=== Aim of the task ===
Print, word for word, the part of the NATO war text below that opens with the words containing "The brutal reality" and closes with "genuine multi-ethnic so-existence.".

Clear divisions exist amongst NATO powers on a way forward. Italy and Greece, who will be most directly effected, have openly said they want to see an early end to hostilities. As the NATO splits deepen, for how long can a disunited front prosecute a war? There are also open splits amongst the EU states on the war. Many resent the fact that they are unable to display that Europe alone can sort out its ‘own problems’ and that the US ‘sets the agenda’.

The NATO war is indicative of the general crisis of world capitalism on all levels; economic, financial, social, political and diplomatic. This is a complete change from the atmosphere of bourgeois triumphalism following the collapse of the Stalinist states and the Gulf War. We are in a period of wars, economic disaster (40% of the world is in slump or recession) and revolution and counter-revolution (Indonesia).

Divisions with Russia

The divide between the leading NATO powers and other world players such as China and Russia has deepened enormously due to the attack on Serbia. Russia has historical links with Serbia and sees Belgrade as a vital support in the region, especially as a bulwark against NATO expansion. This act of aggression by NATO is seen by the Russian ruling class as an attempt to increase US imperialist hegemony in the area and enormously sharpens inter-imperialist tensions. There have been reports that Russian armaments bound for Serbia were intercepted in Azerbijian. NATO’s war will also lead to an increase in Great Russian chauvinism and add to the instability of the crisis ridden country and weak government. Anti-US and anti-Western moods will deepen, and will be exploited by reactionary forces. Russian volunteers have been signed up in recent days to help ’defend’ Serbia. As NATO’s war continues and the crisis deepens the very survival of the Russian government and presidency could be in doubt. Prime Minister Primakov faces a tough dilemma. He must be responsive to the anti-Western mood in Russia as well as at the same time continue trying to secure desperately needed funds from international capitalist lending agencies.

The brutal reality of capitalist restoration is clear to see in the ex-Stalinist Yugoslavia. For the peoples of the region this has been a horrific decade of wars, ethnic barbarism and poverty. The seeds for the disintegration of Yugoslavia were sown in the totalitarian rule of chauvinist Stalinist elites that squandered the gains of the planned economy. The cynical intrigues of imperialist states in the region and the grab for territory and resources by the ex-Stalinist pro-market ruling cliques created a nightmare for workers and set back all the steps made towards genuine multi-ethnic so-existence.

Outcome of the war?

Now that the crisis has entered the highly unpredictable arena of war there are a number of possible outcomes, none of which is a solution for Kosovar Albanians or the masses of the Balkans. There is no solution to the national question under capitalism.

=== Given records ===
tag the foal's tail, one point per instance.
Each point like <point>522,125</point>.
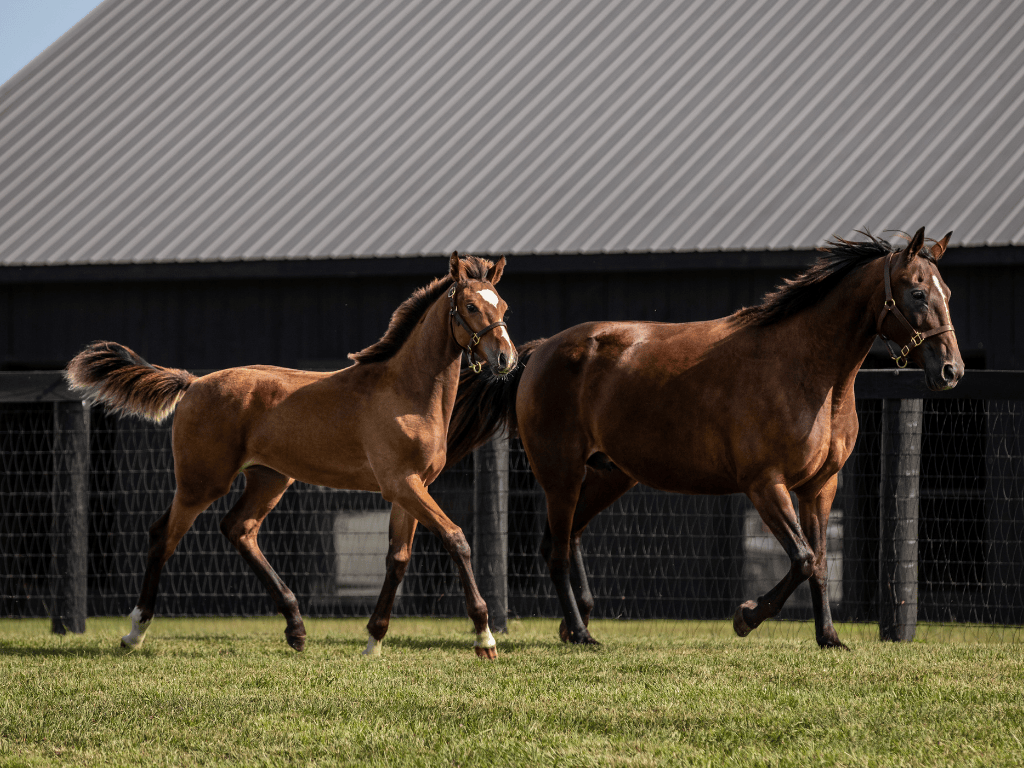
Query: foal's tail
<point>113,375</point>
<point>483,406</point>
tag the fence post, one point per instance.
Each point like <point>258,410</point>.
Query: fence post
<point>901,426</point>
<point>70,537</point>
<point>491,527</point>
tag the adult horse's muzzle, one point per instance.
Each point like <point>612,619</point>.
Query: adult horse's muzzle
<point>942,364</point>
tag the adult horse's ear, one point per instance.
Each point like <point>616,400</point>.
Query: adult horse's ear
<point>915,244</point>
<point>495,273</point>
<point>940,248</point>
<point>456,268</point>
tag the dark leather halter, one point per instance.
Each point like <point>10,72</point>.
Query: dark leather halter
<point>474,336</point>
<point>915,336</point>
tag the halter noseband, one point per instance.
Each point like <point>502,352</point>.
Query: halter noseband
<point>915,336</point>
<point>474,336</point>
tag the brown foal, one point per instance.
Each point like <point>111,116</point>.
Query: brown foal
<point>760,402</point>
<point>379,425</point>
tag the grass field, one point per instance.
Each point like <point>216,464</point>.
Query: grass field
<point>230,692</point>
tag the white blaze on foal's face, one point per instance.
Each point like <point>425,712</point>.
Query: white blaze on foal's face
<point>488,296</point>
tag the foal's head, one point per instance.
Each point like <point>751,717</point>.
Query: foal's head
<point>477,316</point>
<point>920,294</point>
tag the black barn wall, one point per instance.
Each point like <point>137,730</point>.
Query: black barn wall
<point>209,316</point>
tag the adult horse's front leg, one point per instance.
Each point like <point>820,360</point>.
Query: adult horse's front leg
<point>814,509</point>
<point>401,528</point>
<point>264,487</point>
<point>775,507</point>
<point>412,495</point>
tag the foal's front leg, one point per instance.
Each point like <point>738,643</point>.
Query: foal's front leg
<point>401,528</point>
<point>412,495</point>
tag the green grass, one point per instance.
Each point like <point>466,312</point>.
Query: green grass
<point>230,692</point>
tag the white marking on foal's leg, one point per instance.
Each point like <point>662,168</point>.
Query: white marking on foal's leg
<point>134,638</point>
<point>488,296</point>
<point>484,639</point>
<point>373,647</point>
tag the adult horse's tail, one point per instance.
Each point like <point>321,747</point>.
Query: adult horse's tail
<point>484,404</point>
<point>111,374</point>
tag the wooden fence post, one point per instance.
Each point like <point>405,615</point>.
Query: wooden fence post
<point>70,532</point>
<point>491,527</point>
<point>901,427</point>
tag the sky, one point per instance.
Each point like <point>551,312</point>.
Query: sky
<point>30,27</point>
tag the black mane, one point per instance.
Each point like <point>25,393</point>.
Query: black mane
<point>839,258</point>
<point>412,309</point>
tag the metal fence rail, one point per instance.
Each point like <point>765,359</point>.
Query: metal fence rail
<point>928,525</point>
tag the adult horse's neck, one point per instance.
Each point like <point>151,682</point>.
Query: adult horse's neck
<point>427,365</point>
<point>838,332</point>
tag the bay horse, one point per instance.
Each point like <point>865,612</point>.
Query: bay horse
<point>378,425</point>
<point>761,402</point>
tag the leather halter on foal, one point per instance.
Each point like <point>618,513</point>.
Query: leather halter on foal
<point>475,337</point>
<point>915,336</point>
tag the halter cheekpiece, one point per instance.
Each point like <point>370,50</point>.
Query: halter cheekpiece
<point>474,336</point>
<point>916,337</point>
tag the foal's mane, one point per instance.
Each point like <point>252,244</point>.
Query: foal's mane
<point>412,310</point>
<point>839,258</point>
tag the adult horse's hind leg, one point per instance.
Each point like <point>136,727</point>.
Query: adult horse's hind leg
<point>814,510</point>
<point>775,507</point>
<point>165,535</point>
<point>401,528</point>
<point>263,489</point>
<point>600,488</point>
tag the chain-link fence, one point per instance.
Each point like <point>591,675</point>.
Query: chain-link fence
<point>650,555</point>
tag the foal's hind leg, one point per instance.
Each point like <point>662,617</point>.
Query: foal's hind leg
<point>165,535</point>
<point>775,507</point>
<point>400,531</point>
<point>814,511</point>
<point>264,487</point>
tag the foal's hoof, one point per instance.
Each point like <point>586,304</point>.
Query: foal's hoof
<point>738,623</point>
<point>584,639</point>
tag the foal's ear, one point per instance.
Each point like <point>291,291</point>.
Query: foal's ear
<point>915,244</point>
<point>456,268</point>
<point>495,273</point>
<point>940,248</point>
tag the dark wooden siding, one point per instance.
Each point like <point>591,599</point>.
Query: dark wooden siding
<point>204,322</point>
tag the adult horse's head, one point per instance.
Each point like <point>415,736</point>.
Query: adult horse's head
<point>477,313</point>
<point>914,321</point>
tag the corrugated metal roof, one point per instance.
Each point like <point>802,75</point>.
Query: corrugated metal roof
<point>200,130</point>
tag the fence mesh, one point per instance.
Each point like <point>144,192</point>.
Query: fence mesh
<point>650,555</point>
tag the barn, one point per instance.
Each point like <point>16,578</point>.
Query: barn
<point>223,182</point>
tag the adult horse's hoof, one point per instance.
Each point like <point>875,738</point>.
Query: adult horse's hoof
<point>738,623</point>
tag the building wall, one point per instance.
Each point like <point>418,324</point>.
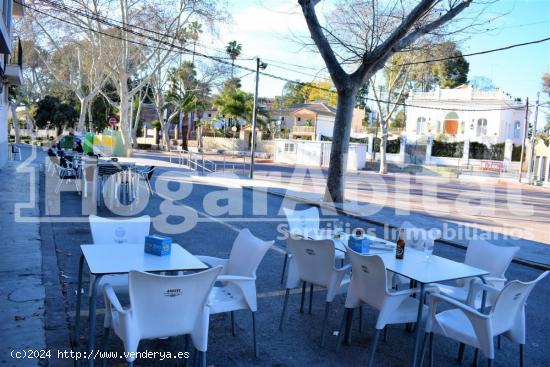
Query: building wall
<point>4,108</point>
<point>500,124</point>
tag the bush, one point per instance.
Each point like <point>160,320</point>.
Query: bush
<point>449,150</point>
<point>516,153</point>
<point>482,151</point>
<point>393,146</point>
<point>144,146</point>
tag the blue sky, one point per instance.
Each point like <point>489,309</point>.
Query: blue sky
<point>268,29</point>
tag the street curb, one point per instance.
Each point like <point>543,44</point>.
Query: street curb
<point>339,210</point>
<point>56,323</point>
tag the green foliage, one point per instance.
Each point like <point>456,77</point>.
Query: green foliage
<point>155,124</point>
<point>516,153</point>
<point>51,110</point>
<point>234,103</point>
<point>450,150</point>
<point>482,151</point>
<point>453,72</point>
<point>392,146</point>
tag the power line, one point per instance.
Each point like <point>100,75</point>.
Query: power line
<point>219,60</point>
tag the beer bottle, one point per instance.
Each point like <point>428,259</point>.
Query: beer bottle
<point>400,246</point>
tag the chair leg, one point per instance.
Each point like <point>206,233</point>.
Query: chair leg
<point>284,268</point>
<point>106,335</point>
<point>521,355</point>
<point>460,357</point>
<point>285,303</point>
<point>423,349</point>
<point>310,297</point>
<point>360,319</point>
<point>324,327</point>
<point>232,323</point>
<point>256,353</point>
<point>203,359</point>
<point>431,351</point>
<point>303,297</point>
<point>373,347</point>
<point>341,330</point>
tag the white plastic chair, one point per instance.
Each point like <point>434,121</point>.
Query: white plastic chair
<point>238,288</point>
<point>486,256</point>
<point>304,224</point>
<point>369,286</point>
<point>313,262</point>
<point>467,325</point>
<point>107,231</point>
<point>161,306</point>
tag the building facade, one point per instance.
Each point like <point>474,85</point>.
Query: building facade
<point>465,113</point>
<point>10,67</point>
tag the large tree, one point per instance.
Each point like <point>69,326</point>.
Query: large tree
<point>357,42</point>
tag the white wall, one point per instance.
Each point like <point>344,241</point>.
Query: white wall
<point>316,153</point>
<point>4,127</point>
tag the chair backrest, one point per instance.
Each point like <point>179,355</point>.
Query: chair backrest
<point>303,222</point>
<point>494,259</point>
<point>314,259</point>
<point>169,305</point>
<point>417,237</point>
<point>246,254</point>
<point>106,231</point>
<point>510,303</point>
<point>368,278</point>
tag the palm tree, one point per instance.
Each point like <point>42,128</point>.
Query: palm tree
<point>233,49</point>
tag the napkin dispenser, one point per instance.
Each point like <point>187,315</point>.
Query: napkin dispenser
<point>158,245</point>
<point>359,244</point>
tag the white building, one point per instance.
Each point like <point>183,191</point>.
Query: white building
<point>465,113</point>
<point>10,67</point>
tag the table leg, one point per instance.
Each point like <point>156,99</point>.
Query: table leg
<point>92,318</point>
<point>418,325</point>
<point>76,338</point>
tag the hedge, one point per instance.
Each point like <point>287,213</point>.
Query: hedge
<point>482,151</point>
<point>449,150</point>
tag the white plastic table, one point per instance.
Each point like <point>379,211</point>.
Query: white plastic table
<point>121,259</point>
<point>435,270</point>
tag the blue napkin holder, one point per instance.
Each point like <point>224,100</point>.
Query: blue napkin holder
<point>157,245</point>
<point>359,244</point>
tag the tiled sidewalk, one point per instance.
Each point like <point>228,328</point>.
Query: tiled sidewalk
<point>22,292</point>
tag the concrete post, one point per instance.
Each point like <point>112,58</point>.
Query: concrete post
<point>429,146</point>
<point>370,146</point>
<point>402,148</point>
<point>466,152</point>
<point>508,147</point>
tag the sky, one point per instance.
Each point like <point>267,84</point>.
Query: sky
<point>271,30</point>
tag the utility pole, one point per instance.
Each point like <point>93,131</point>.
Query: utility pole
<point>531,167</point>
<point>259,65</point>
<point>524,136</point>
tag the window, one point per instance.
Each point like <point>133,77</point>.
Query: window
<point>290,147</point>
<point>481,127</point>
<point>517,129</point>
<point>420,125</point>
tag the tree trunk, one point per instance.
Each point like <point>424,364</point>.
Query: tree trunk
<point>15,121</point>
<point>340,146</point>
<point>383,145</point>
<point>82,117</point>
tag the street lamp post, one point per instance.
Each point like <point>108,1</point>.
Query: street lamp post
<point>259,65</point>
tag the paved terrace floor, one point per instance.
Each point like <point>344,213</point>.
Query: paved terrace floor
<point>298,344</point>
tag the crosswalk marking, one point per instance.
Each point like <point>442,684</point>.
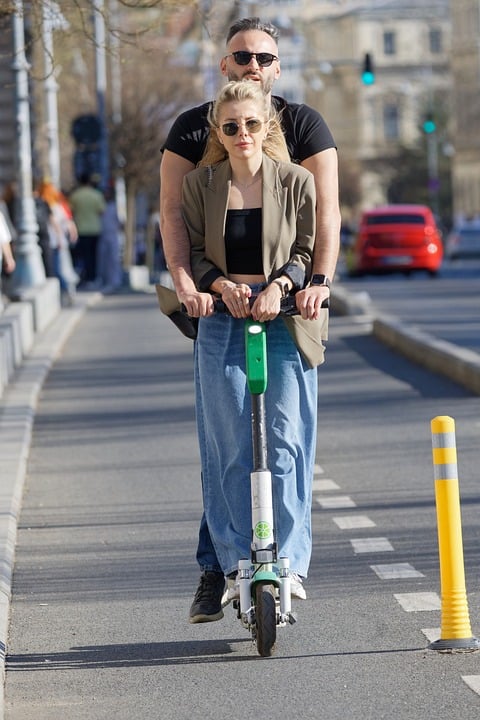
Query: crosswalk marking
<point>335,501</point>
<point>418,602</point>
<point>396,571</point>
<point>352,522</point>
<point>362,545</point>
<point>473,682</point>
<point>323,485</point>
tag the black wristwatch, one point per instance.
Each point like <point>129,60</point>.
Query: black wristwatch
<point>283,285</point>
<point>320,280</point>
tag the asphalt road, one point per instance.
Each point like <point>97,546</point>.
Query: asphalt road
<point>105,567</point>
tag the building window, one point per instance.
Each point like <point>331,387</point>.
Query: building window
<point>389,43</point>
<point>391,122</point>
<point>435,38</point>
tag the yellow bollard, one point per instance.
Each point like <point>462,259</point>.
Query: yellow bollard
<point>456,633</point>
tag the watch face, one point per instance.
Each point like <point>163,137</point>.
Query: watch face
<point>320,280</point>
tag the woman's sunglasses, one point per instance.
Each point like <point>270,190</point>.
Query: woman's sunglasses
<point>242,57</point>
<point>231,128</point>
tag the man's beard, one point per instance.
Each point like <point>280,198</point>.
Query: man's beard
<point>266,83</point>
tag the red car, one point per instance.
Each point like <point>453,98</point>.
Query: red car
<point>397,237</point>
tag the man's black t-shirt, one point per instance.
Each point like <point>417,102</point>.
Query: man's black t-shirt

=== Task result ===
The brutal reality of capitalist restoration is clear to see in the ex-Stalinist Yugoslavia. For the peoples of the region this has been a horrific decade of wars, ethnic barbarism and poverty. The seeds for the disintegration of Yugoslavia were sown in the totalitarian rule of chauvinist Stalinist elites that squandered the gains of the planned economy. The cynical intrigues of imperialist states in the region and the grab for territory and resources by the ex-Stalinist pro-market ruling cliques created a nightmare for workers and set back all the steps made towards genuine multi-ethnic so-existence.